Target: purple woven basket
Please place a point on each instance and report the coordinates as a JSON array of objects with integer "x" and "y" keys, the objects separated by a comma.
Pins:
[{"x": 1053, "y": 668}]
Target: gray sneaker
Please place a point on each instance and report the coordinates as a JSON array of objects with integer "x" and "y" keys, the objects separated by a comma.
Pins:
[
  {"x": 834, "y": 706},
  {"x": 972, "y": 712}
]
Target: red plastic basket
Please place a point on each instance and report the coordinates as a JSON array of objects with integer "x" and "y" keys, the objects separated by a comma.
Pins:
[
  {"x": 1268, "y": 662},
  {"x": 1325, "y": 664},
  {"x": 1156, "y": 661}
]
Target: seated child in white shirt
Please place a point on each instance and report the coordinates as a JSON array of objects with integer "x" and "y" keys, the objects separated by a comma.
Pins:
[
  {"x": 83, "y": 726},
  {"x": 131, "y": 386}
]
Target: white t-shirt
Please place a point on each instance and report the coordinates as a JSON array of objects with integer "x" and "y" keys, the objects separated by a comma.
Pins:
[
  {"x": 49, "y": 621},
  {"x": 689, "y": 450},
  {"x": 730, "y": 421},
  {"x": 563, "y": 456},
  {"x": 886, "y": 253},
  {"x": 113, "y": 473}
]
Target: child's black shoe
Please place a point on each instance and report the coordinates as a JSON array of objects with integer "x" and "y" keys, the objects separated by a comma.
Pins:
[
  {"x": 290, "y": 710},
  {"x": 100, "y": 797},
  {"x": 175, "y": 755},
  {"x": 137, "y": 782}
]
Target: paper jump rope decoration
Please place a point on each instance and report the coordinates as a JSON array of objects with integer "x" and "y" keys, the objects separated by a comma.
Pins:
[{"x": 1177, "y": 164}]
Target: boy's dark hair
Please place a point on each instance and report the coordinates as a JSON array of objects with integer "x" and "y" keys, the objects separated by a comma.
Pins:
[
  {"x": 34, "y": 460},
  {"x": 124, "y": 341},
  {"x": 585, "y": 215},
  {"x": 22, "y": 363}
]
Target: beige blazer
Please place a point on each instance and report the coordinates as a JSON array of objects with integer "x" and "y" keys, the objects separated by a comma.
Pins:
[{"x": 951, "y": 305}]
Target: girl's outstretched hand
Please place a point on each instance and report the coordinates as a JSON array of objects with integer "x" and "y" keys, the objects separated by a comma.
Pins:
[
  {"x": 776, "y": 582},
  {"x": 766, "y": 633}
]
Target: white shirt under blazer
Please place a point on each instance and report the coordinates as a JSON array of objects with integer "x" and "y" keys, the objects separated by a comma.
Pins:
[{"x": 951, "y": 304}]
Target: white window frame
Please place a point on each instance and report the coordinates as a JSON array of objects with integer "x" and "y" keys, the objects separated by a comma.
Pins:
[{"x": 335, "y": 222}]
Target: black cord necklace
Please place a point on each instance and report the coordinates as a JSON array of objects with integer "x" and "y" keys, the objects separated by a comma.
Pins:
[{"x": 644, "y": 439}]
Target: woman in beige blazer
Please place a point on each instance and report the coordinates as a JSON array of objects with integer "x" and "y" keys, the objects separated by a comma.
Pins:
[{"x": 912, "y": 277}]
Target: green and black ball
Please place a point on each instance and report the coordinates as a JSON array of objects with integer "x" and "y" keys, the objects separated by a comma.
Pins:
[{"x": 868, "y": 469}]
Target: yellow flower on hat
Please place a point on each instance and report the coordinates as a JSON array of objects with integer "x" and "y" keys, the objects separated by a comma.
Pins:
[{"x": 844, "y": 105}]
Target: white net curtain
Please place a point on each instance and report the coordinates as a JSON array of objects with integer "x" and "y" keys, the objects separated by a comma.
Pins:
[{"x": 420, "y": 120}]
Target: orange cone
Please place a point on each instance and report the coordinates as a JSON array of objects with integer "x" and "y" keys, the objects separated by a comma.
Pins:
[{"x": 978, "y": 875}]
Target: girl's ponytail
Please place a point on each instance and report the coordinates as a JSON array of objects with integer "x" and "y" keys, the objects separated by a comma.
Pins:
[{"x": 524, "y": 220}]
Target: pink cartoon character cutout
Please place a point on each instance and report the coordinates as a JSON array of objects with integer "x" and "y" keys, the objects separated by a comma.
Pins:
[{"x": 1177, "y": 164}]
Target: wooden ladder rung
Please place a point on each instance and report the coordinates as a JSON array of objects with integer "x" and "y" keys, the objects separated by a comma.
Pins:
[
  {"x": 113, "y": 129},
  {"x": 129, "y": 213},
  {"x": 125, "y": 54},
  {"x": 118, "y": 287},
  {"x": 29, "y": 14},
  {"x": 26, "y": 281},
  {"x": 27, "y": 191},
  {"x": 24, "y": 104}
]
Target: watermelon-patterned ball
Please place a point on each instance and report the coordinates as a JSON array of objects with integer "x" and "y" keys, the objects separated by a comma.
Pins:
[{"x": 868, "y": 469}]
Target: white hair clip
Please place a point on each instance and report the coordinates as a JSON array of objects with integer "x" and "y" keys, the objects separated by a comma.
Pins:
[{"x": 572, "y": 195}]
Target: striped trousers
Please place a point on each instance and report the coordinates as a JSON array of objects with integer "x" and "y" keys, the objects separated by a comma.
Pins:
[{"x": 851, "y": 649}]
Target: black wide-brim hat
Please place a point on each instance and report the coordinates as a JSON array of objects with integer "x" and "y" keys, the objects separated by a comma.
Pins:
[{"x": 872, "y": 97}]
══════════
> _Goal_
Extract each line from the listing above, please, and repeat it exactly.

> _Answer to the task_
Target: purple woven basket
Please place a point on each instance and report the coordinates as a JSON array of objects with integer "x" and "y" keys, the objects separated by a comma.
Pins:
[{"x": 1053, "y": 668}]
Target: gray sneaker
Please place a point on each instance and report the coordinates as a JSON array of objects with integer "x" and "y" keys, the objects separated by a comma.
Pins:
[
  {"x": 834, "y": 706},
  {"x": 972, "y": 712}
]
Target: red plastic basket
Please place a point on each instance and report the coordinates as a JSON array of objects with integer "x" and "y" keys, the objects separated by a comma.
Pins:
[
  {"x": 1268, "y": 662},
  {"x": 1325, "y": 664},
  {"x": 1156, "y": 661}
]
Target: seated child in white shirt
Please place a point on each instance and report the coordinates as a JSON array of objects with integer "x" and "y" keys, the objects separated by a comma.
Pins:
[
  {"x": 83, "y": 726},
  {"x": 131, "y": 386}
]
Target: white t-shirt
Please place a point on each instance and report the coordinates as a JSON array of objects with integer "x" and "y" keys, the objects separated by a comma.
Pins:
[
  {"x": 49, "y": 621},
  {"x": 689, "y": 450},
  {"x": 730, "y": 421},
  {"x": 563, "y": 456},
  {"x": 886, "y": 253},
  {"x": 113, "y": 473}
]
Target: child's black shoe
Please place a point on each instance and report the coordinates as a JSON array of objects with integer "x" and "y" keys, the objects separated by a comma.
Pins:
[
  {"x": 290, "y": 710},
  {"x": 100, "y": 797},
  {"x": 175, "y": 755},
  {"x": 137, "y": 782}
]
Target: paper jump rope decoration
Please place a point on each instance and report the coordinates as a JSON array of objects with integer "x" and "y" keys, the objects separated by a comma.
Pins:
[{"x": 1177, "y": 164}]
Target: boy's dark hair
Please place a point on each instance and report the coordinates as a JSON array of objects with integer "x" and "y" keys, the objects separated by a comma.
Pins:
[
  {"x": 34, "y": 460},
  {"x": 124, "y": 341},
  {"x": 585, "y": 215},
  {"x": 22, "y": 363}
]
Target: beige blazer
Please place a point on each instance and report the coordinates as a JSON array of objects with integer "x" and "y" keys, the objects separated by a comma.
Pins:
[{"x": 951, "y": 305}]
Target: girl's outstretched hand
Please place a point on each instance and report the coordinates as a JSON array of objects with integer "x" and "y" keys, the objects separated by a comma.
Pins:
[
  {"x": 776, "y": 582},
  {"x": 766, "y": 633}
]
Target: white shirt under blazer
Please place a point on each instance and report the coordinates as a JSON array of objects with integer "x" and "y" keys, the objects separated by a comma.
Pins:
[{"x": 951, "y": 304}]
Target: white window frame
Please place a point on each instance and report the coordinates as a JSON array of objects with integer "x" and "y" keys, the objects separated by a comma.
Pins:
[{"x": 335, "y": 222}]
Target: black cord necklace
Please place a point on each instance and report the coordinates as a JSON array of objects with integer "x" and "y" keys, the objects separated by a comma.
Pins:
[{"x": 644, "y": 439}]
Target: woman in beige blazer
Please place a point on each instance and report the coordinates as a JSON array of objects with integer "x" and "y" keys, the objects separated by a comma.
Pins:
[{"x": 912, "y": 277}]
Target: green and black ball
Please place a point on each instance and report the coordinates as a JSON array of objects with integer "x" and "y" keys, the objects separated by a comma.
Pins:
[{"x": 868, "y": 469}]
Target: yellow flower on hat
Please place a point on each instance and report the coordinates as a JSON array of objects with integer "x" and "y" keys, the objects separated by a comma.
Pins:
[{"x": 844, "y": 105}]
Target: white net curtain
Please place a point on each instance and report the coordinates as a JSON array of objects with integer "x" and "y" keys, the objects separated by a comma.
Pins:
[{"x": 420, "y": 120}]
Target: orange cone
Please place a point on each instance and report the coordinates as a JSON array of objects with integer "x" and "y" keys, the objects separated by a comma.
Pins:
[{"x": 978, "y": 875}]
Target: girl's ponytail
Please place a point on each instance and report the coordinates as a JSON array of objects with integer "x" and "y" keys, the objects separated by a comma.
Pins:
[{"x": 524, "y": 220}]
Target: pink cartoon character cutout
Please place a point on each instance and report the coordinates as a JSON array of objects with integer "x" and "y" keys, the objects separated by a comma.
Pins:
[{"x": 1177, "y": 164}]
Target: wooden ladder rung
Please place a point on each instance and report the coordinates as a JSON array of objects with integer "x" and "y" keys, the objects separated by a comma.
Pins:
[
  {"x": 113, "y": 129},
  {"x": 129, "y": 213},
  {"x": 125, "y": 54},
  {"x": 118, "y": 287},
  {"x": 29, "y": 14},
  {"x": 26, "y": 281},
  {"x": 27, "y": 191},
  {"x": 24, "y": 104}
]
Target: watermelon-patterned ball
Please place a point on each instance and report the coordinates as a JSON array of objects with integer "x" and "y" keys, the objects separated by a comma.
Pins:
[{"x": 868, "y": 469}]
Target: white hair clip
Please place a point on each instance and report the coordinates as a JSON array of objects with integer "x" and "y" keys, the objects separated by a comma.
Pins:
[{"x": 572, "y": 195}]
Target: striped trousers
Please place a point on each instance and report the coordinates as a JSON array of objects with integer "x" and "y" keys, the objects separated by a comma.
Pins:
[{"x": 851, "y": 649}]
Target: black wide-brim hat
Please place a point on each instance and report the coordinates as a JSON array of objects with integer "x" and "y" keys, the objects separated by a comma.
Pins:
[{"x": 872, "y": 97}]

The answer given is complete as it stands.